In an interview on July 14, Macron announced a stimulus package of at least 100 billion euros. Half that sum will go to reducing company tax and the rest to various subsidies and social contribution exemptions. Hospitals will receive a paltry six billion. In other words, the stimulus package will be another jackpot for major companies. And the state’s going to give the bill to the taxpayers, that is to say to the workers.
It’s the height of summer and major capitalist companies are still getting rid of their workers. Airbus, Vivarte, Nokia, Renault, Air France and its subsidiary Hop! are cutting thousands of jobs. Mercedes-Benz, one of the richest groups in the world, wants to close its Smart manufacturing plant in the east of France. The state is allowing companies like Renault to close down plants, all the while hand-feeding them public money! Even Sanofi, whose medication sales have soared during the pandemic, is cutting jobs. There are currently 200 restructuring plans in France.
Big companies are consolidating their profits and even increasing them. They’re continuing to pay out the record profits they made last year and they couldn’t care less about Macron’s calls for them to exercise restraint. Stock market prices are on their way up again.
The working class, however, is hard hit by the crisis: temporary and short-term contract workers have been fired, there are hundreds of thousands more unemployed, tenants have been evicted, families are driven to rely on food aid, youngsters finishing up school or leaving the school system have no prospects...
The government has its economic recovery plan and the European Union is currently looking for one. he workers’ primary interest in the current situation is to start fighting again. The government postponed its pension reform because of the strikes and demonstrations last December and January. It wants to avoid sparking off more protest. The message is clear: if we don’t want to be hit hard, we need to make them fear us!
The government has its plan of action and the workers’ must have their own. It’s unacceptable for workers to lose their jobs and for youngsters just starting out to be unemployed while others are worn out by work. To deal with the drastic rise in unemployment, work must be shared out, with no loss of wages. Where will the money come from? The top 40 companies on the French stock market alone made 80 billion euros in profit last year: that money should be used to keep and create the jobs that are needed!

Questions to answer –
- a) Return, word for word, the portion of the passage on the French stimulus package between "The government has its economic" and "them fear us!", inclusive.
- b) Supply the next part of the passage on the French stimulus package, picking up after its final sentence.
The lines that come next have no connection to the passage on the French stimulus package.

Source material –
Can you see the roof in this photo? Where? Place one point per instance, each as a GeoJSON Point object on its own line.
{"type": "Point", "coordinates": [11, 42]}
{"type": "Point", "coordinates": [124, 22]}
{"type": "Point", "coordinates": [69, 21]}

Answer set –
- a)
The government has its economic recovery plan and the European Union is currently looking for one. he workers’ primary interest in the current situation is to start fighting again. The government postponed its pension reform because of the strikes and demonstrations last December and January. It wants to avoid sparking off more protest. The message is clear: if we don’t want to be hit hard, we need to make them fear us!

- b)
The only solution that the government has found is to help companies. But major companies aren’t creating jobs, they’re cutting them and it’s unacceptable that they should receive public funding. Hospitals have just come through an unprecedented crisis, retirement homes don’t have the human or practical resources they need, nor do schools or universities, and there isn’t enough public transport. Public finances must be used for public services that are useful to the population. If any “stimulus package” is needed, it should go to that!
Public finances must also be used by the state to directly build affordable housing for all and to improve insulation in homes and make them more energy-efficient.
None of this can be achieved without a fight. There’s only one language that the big bosses and the government understand: that of power struggle. And you don’t find it in ministerial offices during so-called “social dialog” meetings. You find it in class struggles. Several workers’ union leaders were very happy after their meeting with Prime Minister Castex last week. But nothing can be expected from this kind of meeting. The only thing we can expect from Castex is a beating. He’s a right-wing, high-ranking civil servant who’s been put where he is to implement Macron’s policies, policies that benefit the capitalists.
The economic crisis is absolutely not the workers’ fault. If they don’t want to pay for it, they have to get ready to defend their interests with massive and determined fights. Let’s use the summer break to get ready, it’s the only valid prospect for when we go back to work.